* _Directions_:
Give back, unchanged, each line from the one containing "point like [204,202]." through the last line of the entries below.

* _Supplied material_:
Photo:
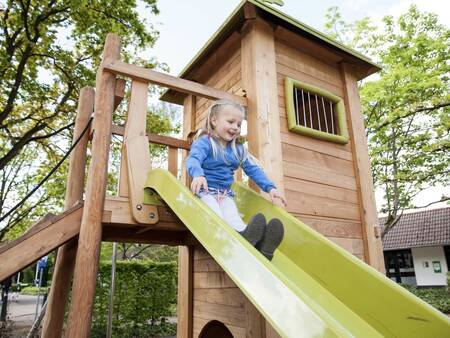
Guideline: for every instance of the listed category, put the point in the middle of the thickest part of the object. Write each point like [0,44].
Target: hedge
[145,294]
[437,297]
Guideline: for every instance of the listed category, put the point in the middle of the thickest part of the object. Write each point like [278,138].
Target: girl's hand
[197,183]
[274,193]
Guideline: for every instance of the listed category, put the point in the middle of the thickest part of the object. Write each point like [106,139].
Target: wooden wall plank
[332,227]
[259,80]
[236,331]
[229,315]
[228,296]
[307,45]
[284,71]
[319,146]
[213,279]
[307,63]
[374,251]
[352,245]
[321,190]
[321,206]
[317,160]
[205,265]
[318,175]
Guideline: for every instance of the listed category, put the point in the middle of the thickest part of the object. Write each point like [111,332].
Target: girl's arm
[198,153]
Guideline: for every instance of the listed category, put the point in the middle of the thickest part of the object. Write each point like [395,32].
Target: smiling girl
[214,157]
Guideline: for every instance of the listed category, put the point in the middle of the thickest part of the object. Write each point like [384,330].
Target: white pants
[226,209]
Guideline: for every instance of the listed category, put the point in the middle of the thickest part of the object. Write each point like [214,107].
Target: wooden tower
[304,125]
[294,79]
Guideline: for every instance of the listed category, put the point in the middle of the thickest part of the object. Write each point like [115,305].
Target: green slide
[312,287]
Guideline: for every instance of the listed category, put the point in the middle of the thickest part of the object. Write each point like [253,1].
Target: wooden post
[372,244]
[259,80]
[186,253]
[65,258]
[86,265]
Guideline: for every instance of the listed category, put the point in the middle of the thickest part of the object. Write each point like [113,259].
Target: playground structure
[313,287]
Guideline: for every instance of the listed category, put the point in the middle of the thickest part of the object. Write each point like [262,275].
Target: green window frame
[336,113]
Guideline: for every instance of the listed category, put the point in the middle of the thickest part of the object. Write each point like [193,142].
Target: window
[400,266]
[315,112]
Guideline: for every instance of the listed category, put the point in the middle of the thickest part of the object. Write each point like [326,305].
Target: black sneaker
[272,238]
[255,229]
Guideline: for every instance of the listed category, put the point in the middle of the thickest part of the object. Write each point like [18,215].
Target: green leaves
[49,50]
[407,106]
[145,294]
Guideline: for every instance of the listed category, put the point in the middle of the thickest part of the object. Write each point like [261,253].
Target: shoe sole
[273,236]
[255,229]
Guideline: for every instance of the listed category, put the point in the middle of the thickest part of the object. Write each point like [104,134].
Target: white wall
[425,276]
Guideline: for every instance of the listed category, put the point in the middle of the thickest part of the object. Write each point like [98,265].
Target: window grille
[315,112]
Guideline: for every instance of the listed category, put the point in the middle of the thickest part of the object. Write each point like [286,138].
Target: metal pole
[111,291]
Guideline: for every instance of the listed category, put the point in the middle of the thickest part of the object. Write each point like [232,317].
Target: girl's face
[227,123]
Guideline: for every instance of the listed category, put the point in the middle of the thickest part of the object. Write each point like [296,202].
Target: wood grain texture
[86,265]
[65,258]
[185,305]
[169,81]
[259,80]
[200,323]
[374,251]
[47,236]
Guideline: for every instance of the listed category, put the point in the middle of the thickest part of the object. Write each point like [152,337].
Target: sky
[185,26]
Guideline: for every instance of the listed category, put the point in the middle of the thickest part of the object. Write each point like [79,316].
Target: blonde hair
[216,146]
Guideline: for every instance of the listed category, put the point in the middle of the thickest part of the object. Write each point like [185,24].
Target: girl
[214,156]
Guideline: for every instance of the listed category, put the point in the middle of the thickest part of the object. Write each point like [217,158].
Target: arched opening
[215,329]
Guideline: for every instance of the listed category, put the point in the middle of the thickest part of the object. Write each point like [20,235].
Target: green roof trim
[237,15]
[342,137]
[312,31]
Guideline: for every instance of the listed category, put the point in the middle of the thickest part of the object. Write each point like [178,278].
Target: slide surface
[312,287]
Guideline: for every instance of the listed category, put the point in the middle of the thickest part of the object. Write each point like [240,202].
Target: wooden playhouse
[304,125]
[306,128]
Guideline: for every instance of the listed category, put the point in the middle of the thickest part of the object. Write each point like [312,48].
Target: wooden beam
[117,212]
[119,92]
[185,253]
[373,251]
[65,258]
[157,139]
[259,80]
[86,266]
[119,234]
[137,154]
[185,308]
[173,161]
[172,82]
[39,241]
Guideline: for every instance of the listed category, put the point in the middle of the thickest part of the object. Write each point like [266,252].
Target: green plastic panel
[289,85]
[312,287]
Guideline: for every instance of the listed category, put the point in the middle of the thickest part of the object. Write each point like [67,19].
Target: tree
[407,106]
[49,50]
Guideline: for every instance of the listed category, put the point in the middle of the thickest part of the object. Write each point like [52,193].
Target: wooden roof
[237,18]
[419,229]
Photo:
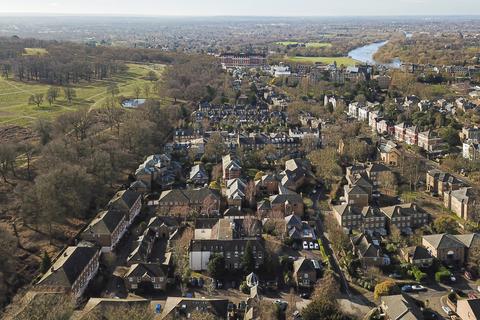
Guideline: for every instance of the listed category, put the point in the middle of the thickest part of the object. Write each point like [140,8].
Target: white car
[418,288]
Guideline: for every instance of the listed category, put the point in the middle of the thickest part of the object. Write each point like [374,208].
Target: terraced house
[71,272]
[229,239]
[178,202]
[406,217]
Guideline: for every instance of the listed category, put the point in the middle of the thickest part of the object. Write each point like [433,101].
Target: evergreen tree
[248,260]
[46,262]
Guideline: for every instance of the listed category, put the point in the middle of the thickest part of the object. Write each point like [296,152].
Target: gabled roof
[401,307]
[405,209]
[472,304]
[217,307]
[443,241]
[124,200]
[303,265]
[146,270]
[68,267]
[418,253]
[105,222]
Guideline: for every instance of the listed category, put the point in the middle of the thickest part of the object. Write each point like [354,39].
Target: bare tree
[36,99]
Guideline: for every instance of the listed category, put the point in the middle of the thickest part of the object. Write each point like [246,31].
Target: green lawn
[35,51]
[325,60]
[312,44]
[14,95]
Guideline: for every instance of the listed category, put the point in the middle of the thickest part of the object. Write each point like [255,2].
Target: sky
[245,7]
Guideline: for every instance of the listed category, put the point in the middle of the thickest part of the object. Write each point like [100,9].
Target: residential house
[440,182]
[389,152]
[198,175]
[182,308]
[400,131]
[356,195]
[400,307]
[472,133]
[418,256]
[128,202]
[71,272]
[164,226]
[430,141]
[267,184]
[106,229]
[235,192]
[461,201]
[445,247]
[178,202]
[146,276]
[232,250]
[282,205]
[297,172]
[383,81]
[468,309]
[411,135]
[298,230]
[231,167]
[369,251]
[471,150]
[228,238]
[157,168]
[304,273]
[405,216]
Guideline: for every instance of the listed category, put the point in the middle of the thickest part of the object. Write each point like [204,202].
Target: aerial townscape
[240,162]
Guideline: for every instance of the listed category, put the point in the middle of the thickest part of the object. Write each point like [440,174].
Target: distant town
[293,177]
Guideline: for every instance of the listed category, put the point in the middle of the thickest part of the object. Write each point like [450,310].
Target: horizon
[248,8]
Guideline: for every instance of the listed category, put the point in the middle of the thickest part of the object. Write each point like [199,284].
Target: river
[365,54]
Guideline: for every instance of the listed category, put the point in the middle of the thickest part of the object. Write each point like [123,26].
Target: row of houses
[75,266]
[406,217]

* _Solution to the exercise_:
Guideline: for every instance of the listed category, put the point in the middle of the thickest part of the object. Write each point like [204,202].
Target: aerial townscape
[240,162]
Guideline: for every instance of the listed category, put the point in the middle of the thickest part of the object. Write each point like [440,174].
Target: distant town
[293,177]
Guideline: for every instance of the listed category, put the point in the middle of the thickest part of the object. Write each point like [450,310].
Target: horizon
[248,8]
Guideline: for every instance of the listed category, put the point in the middle of the thickest part of the object. Write each point like [199,284].
Target: river
[365,54]
Guideline: for every instance of the listed category, put the point in the middle of the thickest part of the object. Write each point like [123,26].
Target: row of houses
[75,266]
[406,217]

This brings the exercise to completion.